* [Input for this task]
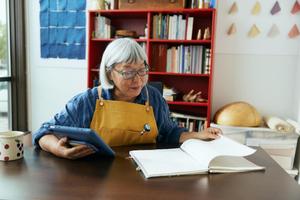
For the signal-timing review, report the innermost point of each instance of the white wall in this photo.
(297, 93)
(261, 70)
(51, 82)
(267, 82)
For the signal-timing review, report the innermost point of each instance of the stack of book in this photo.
(192, 123)
(103, 28)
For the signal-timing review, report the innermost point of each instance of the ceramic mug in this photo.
(11, 145)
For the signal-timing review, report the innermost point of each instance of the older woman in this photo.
(119, 110)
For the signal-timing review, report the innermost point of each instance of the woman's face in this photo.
(129, 79)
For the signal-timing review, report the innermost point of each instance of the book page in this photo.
(205, 151)
(166, 162)
(223, 164)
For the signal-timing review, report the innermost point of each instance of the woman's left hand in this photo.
(207, 134)
(210, 133)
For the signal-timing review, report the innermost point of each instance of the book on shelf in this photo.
(190, 122)
(189, 28)
(103, 28)
(221, 155)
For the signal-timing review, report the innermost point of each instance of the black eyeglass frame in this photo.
(127, 75)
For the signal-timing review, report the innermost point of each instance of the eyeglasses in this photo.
(131, 74)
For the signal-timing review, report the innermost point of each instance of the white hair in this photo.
(122, 50)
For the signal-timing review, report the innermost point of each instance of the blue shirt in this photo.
(79, 111)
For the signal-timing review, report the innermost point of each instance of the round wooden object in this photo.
(238, 114)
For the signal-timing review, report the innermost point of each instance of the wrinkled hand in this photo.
(210, 133)
(62, 149)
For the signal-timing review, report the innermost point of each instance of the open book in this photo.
(194, 156)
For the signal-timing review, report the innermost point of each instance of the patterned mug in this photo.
(11, 145)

* [Task statement]
If any image appears in the entries, omit it and return the rest verbatim.

* [Reply to the exercise]
For the signal-timing review, report the innermost point of each instance of the white wall in this photo.
(297, 93)
(261, 70)
(51, 82)
(267, 82)
For the signal-timing review, report the innermost point of each instance of the stack of book in this photo.
(192, 123)
(103, 28)
For the signal-timing review, report the innermost point of each instance of the ceramic mug in this photo.
(11, 145)
For the signal-timing review, report the innermost point of each instance of the older woman in this photo.
(119, 110)
For the signal-timing review, report the innermost point of each instance of the woman's face in this photo.
(129, 79)
For the signal-timing review, report the innermost point of each instance of the book page in this photo.
(205, 151)
(166, 162)
(223, 164)
For the signal-timing review, report the innermost point of each instance of the woman's left hand in this photo.
(207, 134)
(210, 133)
For the signal-timing review, report the innermost point of each instance of the book on shelf in this photo.
(190, 122)
(189, 28)
(103, 28)
(221, 155)
For the signal-timing review, report the innermost point of each instance of the black eyeglass frame in this photo.
(127, 75)
For the signal-timing review, report the innermost point of each instance of the eyeglasses in this photo.
(131, 74)
For the signal-timing review, report the innermost point of each instance of the white hair in this photo.
(122, 50)
For the signal-timing review, report the innermost point of each instance of the blue shirt in this photo.
(79, 111)
For the signal-timing review, report the innermost point of each instance of the round wooden object in this photo.
(238, 114)
For the signal-timing review, report the innermost point of each instance of the wrinkled hand in this photo.
(210, 133)
(62, 149)
For the signal-timing review, report the innermost point of each instance of the open book in this photo.
(194, 156)
For the signal-timing review, report the innermost point of each instance of the patterned mug in this photo.
(11, 145)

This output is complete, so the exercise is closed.